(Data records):

----

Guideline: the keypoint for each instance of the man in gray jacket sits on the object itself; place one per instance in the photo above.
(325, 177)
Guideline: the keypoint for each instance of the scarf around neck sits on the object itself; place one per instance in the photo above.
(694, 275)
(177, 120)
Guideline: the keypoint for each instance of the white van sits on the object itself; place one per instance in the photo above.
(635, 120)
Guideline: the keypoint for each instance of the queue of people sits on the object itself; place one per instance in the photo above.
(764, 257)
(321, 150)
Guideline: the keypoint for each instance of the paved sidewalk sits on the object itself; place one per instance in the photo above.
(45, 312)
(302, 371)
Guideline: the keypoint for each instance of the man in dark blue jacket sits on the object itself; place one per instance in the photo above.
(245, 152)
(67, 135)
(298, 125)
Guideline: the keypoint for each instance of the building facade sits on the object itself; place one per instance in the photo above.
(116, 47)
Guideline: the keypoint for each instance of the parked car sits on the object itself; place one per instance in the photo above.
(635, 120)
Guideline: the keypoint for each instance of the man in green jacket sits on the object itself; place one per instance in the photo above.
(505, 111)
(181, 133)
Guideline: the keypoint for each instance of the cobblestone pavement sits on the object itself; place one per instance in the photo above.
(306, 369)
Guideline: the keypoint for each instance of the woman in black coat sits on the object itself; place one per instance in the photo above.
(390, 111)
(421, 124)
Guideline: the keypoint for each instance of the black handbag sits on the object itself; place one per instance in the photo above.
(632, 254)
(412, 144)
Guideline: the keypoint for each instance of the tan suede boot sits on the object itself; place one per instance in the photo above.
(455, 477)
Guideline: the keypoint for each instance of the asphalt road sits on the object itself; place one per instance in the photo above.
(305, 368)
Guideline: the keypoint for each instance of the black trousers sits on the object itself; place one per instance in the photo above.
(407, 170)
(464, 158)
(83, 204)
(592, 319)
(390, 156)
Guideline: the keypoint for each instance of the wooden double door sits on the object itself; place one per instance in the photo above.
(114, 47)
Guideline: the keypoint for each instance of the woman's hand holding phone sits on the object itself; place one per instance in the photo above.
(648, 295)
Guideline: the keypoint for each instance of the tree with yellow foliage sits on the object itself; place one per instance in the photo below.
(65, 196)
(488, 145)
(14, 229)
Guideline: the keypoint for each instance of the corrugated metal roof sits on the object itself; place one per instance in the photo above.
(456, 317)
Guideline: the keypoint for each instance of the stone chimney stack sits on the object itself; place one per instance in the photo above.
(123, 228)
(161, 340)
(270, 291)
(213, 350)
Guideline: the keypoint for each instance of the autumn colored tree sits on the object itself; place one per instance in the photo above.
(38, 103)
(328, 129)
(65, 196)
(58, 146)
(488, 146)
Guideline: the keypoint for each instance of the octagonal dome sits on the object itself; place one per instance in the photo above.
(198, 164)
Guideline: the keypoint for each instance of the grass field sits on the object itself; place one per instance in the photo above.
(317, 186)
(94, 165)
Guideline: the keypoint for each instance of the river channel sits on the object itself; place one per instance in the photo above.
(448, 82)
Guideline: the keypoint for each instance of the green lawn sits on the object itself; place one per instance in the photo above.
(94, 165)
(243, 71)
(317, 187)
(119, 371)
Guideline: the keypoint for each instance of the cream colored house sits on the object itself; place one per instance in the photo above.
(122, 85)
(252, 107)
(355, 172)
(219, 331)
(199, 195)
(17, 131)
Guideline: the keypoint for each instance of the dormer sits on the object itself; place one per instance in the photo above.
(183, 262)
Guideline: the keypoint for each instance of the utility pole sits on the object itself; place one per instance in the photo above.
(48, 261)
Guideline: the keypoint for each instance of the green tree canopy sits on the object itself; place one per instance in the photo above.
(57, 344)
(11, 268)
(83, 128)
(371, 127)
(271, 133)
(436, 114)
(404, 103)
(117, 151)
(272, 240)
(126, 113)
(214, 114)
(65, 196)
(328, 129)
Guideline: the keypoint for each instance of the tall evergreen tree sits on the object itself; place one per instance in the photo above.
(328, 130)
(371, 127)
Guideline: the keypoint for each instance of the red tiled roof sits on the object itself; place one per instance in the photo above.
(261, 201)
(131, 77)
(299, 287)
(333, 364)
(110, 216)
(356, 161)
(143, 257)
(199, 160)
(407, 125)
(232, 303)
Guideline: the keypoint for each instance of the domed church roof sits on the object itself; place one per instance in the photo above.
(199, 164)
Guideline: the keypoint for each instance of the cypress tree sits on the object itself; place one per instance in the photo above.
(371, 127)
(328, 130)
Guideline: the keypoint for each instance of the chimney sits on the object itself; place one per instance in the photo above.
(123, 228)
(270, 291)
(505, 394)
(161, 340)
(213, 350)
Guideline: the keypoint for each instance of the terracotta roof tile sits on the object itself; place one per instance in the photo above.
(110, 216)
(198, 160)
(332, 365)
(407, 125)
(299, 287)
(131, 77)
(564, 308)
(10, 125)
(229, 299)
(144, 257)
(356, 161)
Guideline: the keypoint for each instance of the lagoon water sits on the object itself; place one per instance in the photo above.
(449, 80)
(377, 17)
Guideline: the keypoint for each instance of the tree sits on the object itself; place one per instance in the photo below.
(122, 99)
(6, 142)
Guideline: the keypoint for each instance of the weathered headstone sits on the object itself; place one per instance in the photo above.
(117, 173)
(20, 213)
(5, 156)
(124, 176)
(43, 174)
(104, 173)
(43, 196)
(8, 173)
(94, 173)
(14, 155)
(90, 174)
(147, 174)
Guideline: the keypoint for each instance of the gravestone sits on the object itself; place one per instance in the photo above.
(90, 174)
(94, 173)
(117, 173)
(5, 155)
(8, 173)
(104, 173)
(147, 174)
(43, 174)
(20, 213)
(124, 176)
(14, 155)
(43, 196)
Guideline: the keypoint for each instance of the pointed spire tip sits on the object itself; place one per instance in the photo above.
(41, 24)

----

(Task details):
Can you echo every one of the lines above back verbatim, with nothing changed?

(Finished exercise):
Guideline: the keypoint for each instance of the man in gray jacket sits on the object itself; place one per instance in the photo above.
(325, 177)
Guideline: the keypoint for each instance of the scarf around neck sits on the object itself; place one per instance in the photo above.
(694, 275)
(177, 120)
Guideline: the keypoint for each instance of the white van sits on the object itself; place one per instance in the photo above.
(635, 120)
Guideline: the keypoint for each instance of the queue of people sits on the object itself; place one per instance in the photo above.
(764, 257)
(321, 150)
Guideline: the keypoint for each instance of the paved sidewalk sits on the object itself; place one per instance in the photo above.
(45, 312)
(302, 371)
Guideline: the keypoint for each instance of the man in dark blue jacket sits on the object itself; place one per instance in the photo above.
(245, 152)
(67, 135)
(298, 125)
Guideline: the keypoint for each instance of the building facade sits on the object itself; place one per instance in the photo above.
(116, 47)
Guideline: the keypoint for each instance of the parked car sits on the object itself; place one per instance in the photo above.
(635, 120)
Guideline: the keypoint for each instance of the man in green jacket sits on the object itself; place one per instance in the photo above.
(505, 111)
(181, 133)
Guideline: the keypoint for each instance of the cobblestone pavement sits on the object itself; place one per instance in the photo above.
(306, 369)
Guideline: the keypoint for each instance of the woman in black coat sits on the object itself; place one per instance in the photo above.
(390, 111)
(421, 124)
Guideline: the keypoint for each instance of the black handbag sits on the object itself; place one per instance in the photo above.
(632, 254)
(412, 144)
Guideline: the keypoint for each instance of the tan suede boot sits on the object itself; place one per instance in the photo above.
(455, 477)
Guideline: the keypoint for each instance of the asphalt road sits on the object itself; place one per instance in the photo above.
(305, 368)
Guideline: the keypoint for each instance of the black trousers sits on the object itself; place one per instance in the photo above.
(407, 170)
(464, 158)
(83, 204)
(592, 319)
(390, 156)
Guideline: the keypoint for each instance of the wooden double door sits on the object itself; place one per instance in the photo above.
(114, 47)
Guideline: the keypoint for each instance of the woman's hand holding phone sits on the object itself; place one per instance in the photo above.
(648, 295)
Guideline: the keypoint for each instance of the tree with yellow foliage sits on the object itself; place one per instance in the photo below.
(65, 196)
(488, 145)
(14, 229)
Guideline: the keypoint for each instance of the corrugated metal roof sits on the object itself; place one per instance in the photo above.
(456, 317)
Guideline: the keypoint for each instance of the stone chimney stack sits on the object itself; place one per instance in the photo above.
(123, 228)
(161, 340)
(270, 291)
(213, 350)
Guideline: the keypoint for each instance of the autumn colored tree sits on the object itself; place one per instance in the photo above.
(38, 103)
(328, 129)
(65, 196)
(58, 146)
(488, 146)
Guideline: the keypoint for each instance of the octagonal dome sits on the object itself; place one per instance in the photo above.
(198, 164)
Guideline: the keypoint for each instance of the grass field sits on the object itself; place one per instance in the photo above.
(317, 186)
(94, 165)
Guideline: the keypoint for each instance of the river channel sits on the object itself; place one per instance in the photo above.
(448, 82)
Guideline: the keypoint for each instance of the green lawn sits on the object itself; place one per instance in the photo above.
(94, 165)
(243, 71)
(317, 187)
(119, 371)
Guideline: the keypoint for each instance of the cream colored house sits on the object itself; place one per instance in the photo above.
(122, 85)
(252, 107)
(355, 172)
(219, 331)
(199, 195)
(17, 131)
Guideline: the keypoint for each instance of the dormer sits on the object itself; place one per instance in the photo above.
(183, 262)
Guideline: the keypoint for each instance of the utility pole sits on the object itself; place one per instance in the photo above.
(48, 261)
Guideline: the keypoint for each instance of the green tree canopy sits on the object itself; place one per instance in the photo above.
(57, 344)
(11, 268)
(83, 128)
(371, 127)
(271, 133)
(436, 114)
(404, 103)
(117, 151)
(272, 240)
(126, 113)
(214, 114)
(65, 196)
(328, 129)
Guideline: the keypoint for each instance of the tall evergreen tree sits on the object itself; place one per instance in the photo above.
(328, 130)
(371, 127)
Guideline: the keypoint for each instance of the red tiled roof sits on the object itself; place one per instance in the photo above.
(261, 201)
(131, 77)
(299, 287)
(333, 364)
(110, 216)
(356, 161)
(143, 257)
(199, 160)
(407, 125)
(232, 303)
Guideline: the keypoint for each instance of the domed church roof sits on the object itself; place one per instance in the photo above.
(199, 164)
Guideline: the keypoint for each instance of the cypress tree sits on the object itself; place one per instance in the photo above.
(371, 127)
(328, 130)
Guideline: the keypoint for each instance of the chimney sits on the object itself; place one per instance in the photo above.
(123, 228)
(270, 291)
(505, 394)
(161, 340)
(213, 350)
Guideline: the keypoint for each instance of the terracotta roof tile sits on the object itself; place one per instance in the photo above.
(110, 216)
(198, 160)
(332, 365)
(407, 125)
(299, 287)
(131, 77)
(564, 308)
(10, 125)
(229, 299)
(144, 257)
(356, 161)
Guideline: the keypoint for each instance of the lagoon water sits on the object itself; place one per instance in the photo above.
(449, 80)
(377, 17)
Guideline: the keypoint for each instance of the tree sits on the object itself; place one per instance in the photo below.
(122, 99)
(6, 142)
Guideline: the keypoint for each instance of the weathered headstone sits on the object itself; place one per instance in the photo above.
(117, 173)
(20, 213)
(5, 156)
(124, 176)
(43, 174)
(104, 173)
(43, 196)
(8, 173)
(94, 173)
(14, 155)
(90, 174)
(147, 174)
Guideline: the keypoint for each instance of the gravestone sits on the object itself; place one per instance in the photo above.
(90, 174)
(94, 173)
(117, 173)
(5, 155)
(8, 173)
(104, 173)
(147, 174)
(43, 174)
(20, 213)
(124, 176)
(14, 155)
(43, 196)
Guideline: the keypoint for each instance of the pointed spire tip sits on the object itself; place one per instance in the photo above.
(41, 24)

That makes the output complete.